▼

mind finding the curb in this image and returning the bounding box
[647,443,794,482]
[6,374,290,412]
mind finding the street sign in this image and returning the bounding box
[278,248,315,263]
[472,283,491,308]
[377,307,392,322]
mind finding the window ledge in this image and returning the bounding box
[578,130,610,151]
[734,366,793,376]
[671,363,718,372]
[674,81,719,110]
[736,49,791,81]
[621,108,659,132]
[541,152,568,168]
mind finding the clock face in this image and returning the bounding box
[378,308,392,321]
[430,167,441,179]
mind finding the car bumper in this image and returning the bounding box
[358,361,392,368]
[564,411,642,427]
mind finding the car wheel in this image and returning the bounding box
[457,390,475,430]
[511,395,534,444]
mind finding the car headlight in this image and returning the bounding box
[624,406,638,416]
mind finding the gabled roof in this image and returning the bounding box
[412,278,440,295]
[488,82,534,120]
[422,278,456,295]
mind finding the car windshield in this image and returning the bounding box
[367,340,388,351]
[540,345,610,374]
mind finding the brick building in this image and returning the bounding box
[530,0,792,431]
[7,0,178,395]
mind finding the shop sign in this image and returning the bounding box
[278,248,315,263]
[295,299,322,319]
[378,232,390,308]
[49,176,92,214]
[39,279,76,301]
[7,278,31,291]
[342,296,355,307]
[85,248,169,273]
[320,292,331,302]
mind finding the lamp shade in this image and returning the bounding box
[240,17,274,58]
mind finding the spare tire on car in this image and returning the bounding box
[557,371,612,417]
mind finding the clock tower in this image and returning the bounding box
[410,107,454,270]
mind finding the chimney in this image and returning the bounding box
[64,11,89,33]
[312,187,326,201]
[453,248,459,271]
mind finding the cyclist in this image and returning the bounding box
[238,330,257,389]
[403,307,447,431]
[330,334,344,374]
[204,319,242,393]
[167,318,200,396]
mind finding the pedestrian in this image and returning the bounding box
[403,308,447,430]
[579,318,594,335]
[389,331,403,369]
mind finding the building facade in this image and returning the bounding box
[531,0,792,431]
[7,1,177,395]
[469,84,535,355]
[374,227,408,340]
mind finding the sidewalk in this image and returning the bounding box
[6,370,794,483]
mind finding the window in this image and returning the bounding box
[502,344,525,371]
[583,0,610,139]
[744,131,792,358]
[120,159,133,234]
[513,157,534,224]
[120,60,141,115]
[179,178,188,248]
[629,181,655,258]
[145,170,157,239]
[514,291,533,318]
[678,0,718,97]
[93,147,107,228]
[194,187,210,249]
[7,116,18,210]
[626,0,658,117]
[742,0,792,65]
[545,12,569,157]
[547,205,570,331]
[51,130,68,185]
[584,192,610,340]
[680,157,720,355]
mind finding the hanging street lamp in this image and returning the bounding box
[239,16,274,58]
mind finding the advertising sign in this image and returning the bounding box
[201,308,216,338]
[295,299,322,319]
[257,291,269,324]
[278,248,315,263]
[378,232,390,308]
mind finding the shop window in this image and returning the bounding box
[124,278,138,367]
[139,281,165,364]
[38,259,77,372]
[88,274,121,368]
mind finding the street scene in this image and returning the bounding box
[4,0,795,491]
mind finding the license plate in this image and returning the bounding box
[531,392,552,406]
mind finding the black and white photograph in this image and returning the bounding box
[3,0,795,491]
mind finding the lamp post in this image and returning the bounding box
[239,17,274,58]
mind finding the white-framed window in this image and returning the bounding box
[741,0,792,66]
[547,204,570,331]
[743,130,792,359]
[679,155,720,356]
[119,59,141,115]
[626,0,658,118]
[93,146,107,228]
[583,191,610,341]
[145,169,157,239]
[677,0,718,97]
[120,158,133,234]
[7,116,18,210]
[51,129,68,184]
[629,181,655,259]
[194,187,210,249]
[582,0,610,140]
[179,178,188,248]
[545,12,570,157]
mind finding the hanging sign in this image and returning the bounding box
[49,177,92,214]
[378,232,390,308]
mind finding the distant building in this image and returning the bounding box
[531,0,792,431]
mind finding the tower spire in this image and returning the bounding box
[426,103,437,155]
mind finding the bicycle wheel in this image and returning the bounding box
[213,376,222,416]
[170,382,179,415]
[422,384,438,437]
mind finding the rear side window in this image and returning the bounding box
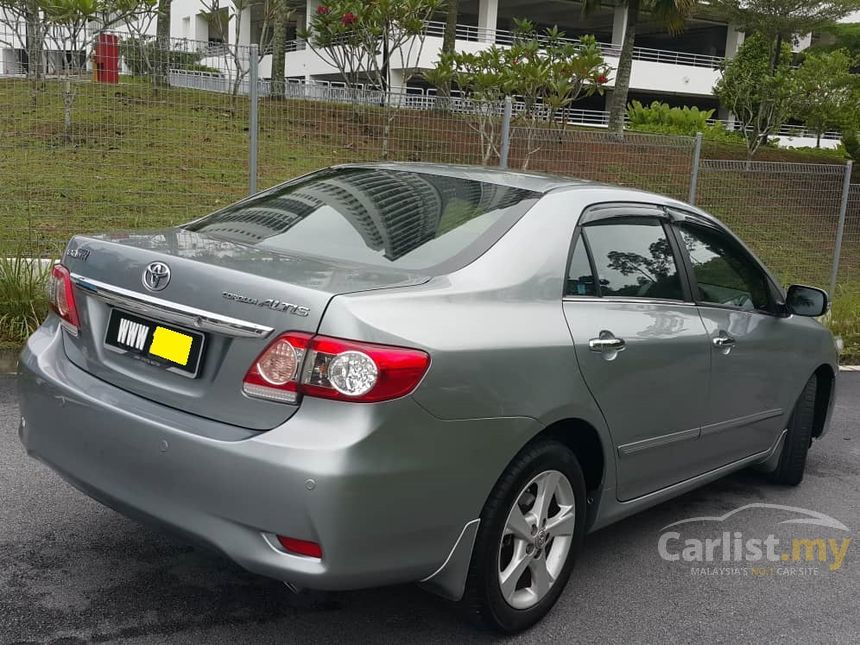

▲

What the task requires:
The answer is the listing above restated word for word, pictures removed.

Answer to this task:
mind finding the curb in this image and returning the bounding box
[647,443,794,482]
[6,374,290,412]
mind finding the street sign in this image and returning the bounding box
[278,248,315,263]
[472,283,491,308]
[377,307,392,322]
mind finding the window ledge in this image and returning the bounding box
[578,130,610,151]
[734,366,793,376]
[671,363,718,372]
[674,81,719,110]
[736,49,791,81]
[621,108,659,132]
[541,152,568,168]
mind finding the clock face in this image and returning the bounding box
[378,308,392,321]
[430,167,441,179]
mind finding the car bumper in this image and returning the bounding box
[358,361,392,368]
[564,411,642,427]
mind finding the car wheel in this image and returning the bounding box
[457,390,475,430]
[511,395,534,444]
mind finding the car headlight in this image and returning the bounding box
[624,406,638,416]
mind finding the gabled roof in this image and returning the bounding box
[412,278,440,295]
[488,82,534,120]
[422,278,456,295]
mind finding the car windshield in this image and returning the bounding box
[367,340,388,351]
[540,345,610,374]
mind finding the brick building in this image and returning the bounding box
[530,0,792,431]
[7,0,178,395]
mind finding the shop sign in this image and returning the bounding box
[278,248,315,263]
[295,299,322,319]
[378,232,390,308]
[49,176,92,214]
[39,279,76,301]
[7,278,31,291]
[342,296,355,307]
[85,248,169,273]
[320,292,331,302]
mind finding the lamp shade in this image and returning the bounding box
[240,17,274,58]
mind finding the spare tire on car in this image and returning the bounding box
[557,371,612,417]
mind finding the clock tower in this image and returning the bounding box
[410,107,454,270]
mind finding the chimney in this image and returning the bounding box
[64,11,89,33]
[312,187,326,201]
[453,248,459,271]
mind finding the cyclist in this image and returning the bounding box
[238,330,257,389]
[403,307,447,431]
[330,334,344,374]
[204,319,242,393]
[167,318,200,396]
mind finding the pedestrian in this image and returning the bounding box
[403,308,447,430]
[579,318,594,335]
[389,331,403,369]
mind finding the building facade in this image and returning the bounding box
[531,0,792,431]
[7,1,177,395]
[469,84,535,355]
[374,227,408,340]
mind finding the sidewalk in this image and returning the bounding box
[6,370,794,483]
mind finding the window in this image and returning the bounding box
[502,344,525,371]
[583,0,610,139]
[744,131,792,358]
[120,159,133,234]
[513,157,534,224]
[120,60,141,115]
[179,178,188,248]
[629,181,655,258]
[145,170,157,239]
[514,291,533,318]
[678,0,718,97]
[93,147,107,228]
[194,187,210,249]
[7,116,18,210]
[626,0,658,117]
[742,0,792,65]
[545,12,569,157]
[547,205,570,331]
[51,130,68,185]
[584,192,610,340]
[680,157,720,355]
mind finding the hanging street lamp in this image and returning the bounding box
[239,16,274,58]
mind finding the advertising sign in this image and returning the bounding box
[201,308,216,338]
[295,299,322,319]
[257,291,269,324]
[278,248,315,263]
[378,232,390,308]
mind finding the shop window in this image and returning the bounding box
[124,278,138,367]
[139,281,165,364]
[38,259,77,372]
[88,274,121,368]
mind finding the street scene in this image and returning the bounding box
[4,0,795,491]
mind finding the license plate in this image and returning the bounding box
[531,392,552,406]
mind finding the black and white photograph in this image and returning the bounding box
[3,0,795,491]
mind finding the lamp post in this image and returning the bounding box
[239,17,274,58]
mind finding the white-framed window in this image and returning the bounding box
[741,0,792,66]
[547,204,570,331]
[743,130,792,359]
[679,155,720,356]
[119,59,141,115]
[626,0,658,118]
[93,146,107,228]
[583,191,610,341]
[145,169,157,239]
[677,0,718,97]
[120,158,133,234]
[7,116,18,210]
[51,129,68,184]
[629,181,655,259]
[194,187,210,249]
[582,0,610,140]
[179,178,188,248]
[545,12,570,157]
mind finding the hanging sign in this image and returning the bounding box
[49,177,92,214]
[378,232,390,308]
mind finding the distant building in this image and returning the bounding box
[531,0,792,431]
mind finding the tower spire in this image and returning the bounding box
[426,103,437,155]
mind finding the bicycle wheel in this image and returning the bounding box
[213,376,222,416]
[170,382,179,415]
[422,384,438,437]
mind finding the rear side window in this image and returning the bounding box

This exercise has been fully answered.